WORK INSTRUCTIONS: Every line below must come back exactly as it stands, with the images omitted.

[Point-per-instance localization data]
++++++
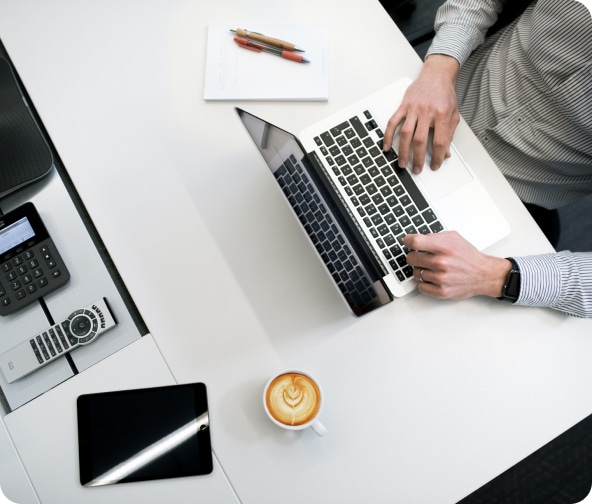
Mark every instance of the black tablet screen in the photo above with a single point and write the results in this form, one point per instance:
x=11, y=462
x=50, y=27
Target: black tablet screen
x=143, y=434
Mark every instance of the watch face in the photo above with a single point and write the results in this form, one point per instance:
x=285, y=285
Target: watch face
x=512, y=290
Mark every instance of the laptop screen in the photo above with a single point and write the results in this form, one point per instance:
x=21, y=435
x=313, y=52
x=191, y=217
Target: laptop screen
x=322, y=216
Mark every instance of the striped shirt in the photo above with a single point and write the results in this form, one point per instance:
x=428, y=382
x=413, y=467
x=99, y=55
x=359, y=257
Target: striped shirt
x=526, y=92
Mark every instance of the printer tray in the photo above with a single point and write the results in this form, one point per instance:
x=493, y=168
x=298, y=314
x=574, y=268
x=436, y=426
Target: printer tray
x=25, y=156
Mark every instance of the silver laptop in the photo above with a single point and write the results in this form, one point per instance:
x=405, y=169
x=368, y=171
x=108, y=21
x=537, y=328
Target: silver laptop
x=357, y=205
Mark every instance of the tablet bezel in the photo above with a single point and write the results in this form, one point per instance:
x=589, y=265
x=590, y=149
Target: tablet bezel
x=117, y=429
++++++
THE ANSWER:
Mark every instance of the black tablet screen in the photo above with a single point and write the results in this form, one point per instance:
x=11, y=462
x=50, y=27
Target: black tablet screen
x=143, y=434
Mark every instance of the watch face in the photo above with a single point and write the results in this form, one point per instance:
x=285, y=285
Target: watch face
x=512, y=290
Mark every instance of the laptop screen in the photo above with a single point and write the results in this form, one point per instance:
x=21, y=435
x=313, y=52
x=191, y=217
Target: laptop screen
x=322, y=216
Mark every instance of the striped shirt in the photo above with a single point and write the results in this form, one point per instance:
x=428, y=382
x=413, y=467
x=99, y=55
x=359, y=257
Target: striped shirt
x=526, y=92
Mark every instance of the printer tray in the photo above with a single point and write the results in this form, one point per instance:
x=493, y=168
x=298, y=314
x=574, y=268
x=436, y=426
Target: printer tray
x=25, y=156
Mark every instance of the silver laptop in the photo above with a single point and write the results in this form, one point per instance:
x=405, y=169
x=368, y=171
x=108, y=21
x=537, y=328
Target: silver laptop
x=357, y=205
Mark every instance of the tablet bezel in the photo above with a single point and write the results in this form, one point per instance:
x=589, y=265
x=590, y=149
Target: tablet bezel
x=117, y=429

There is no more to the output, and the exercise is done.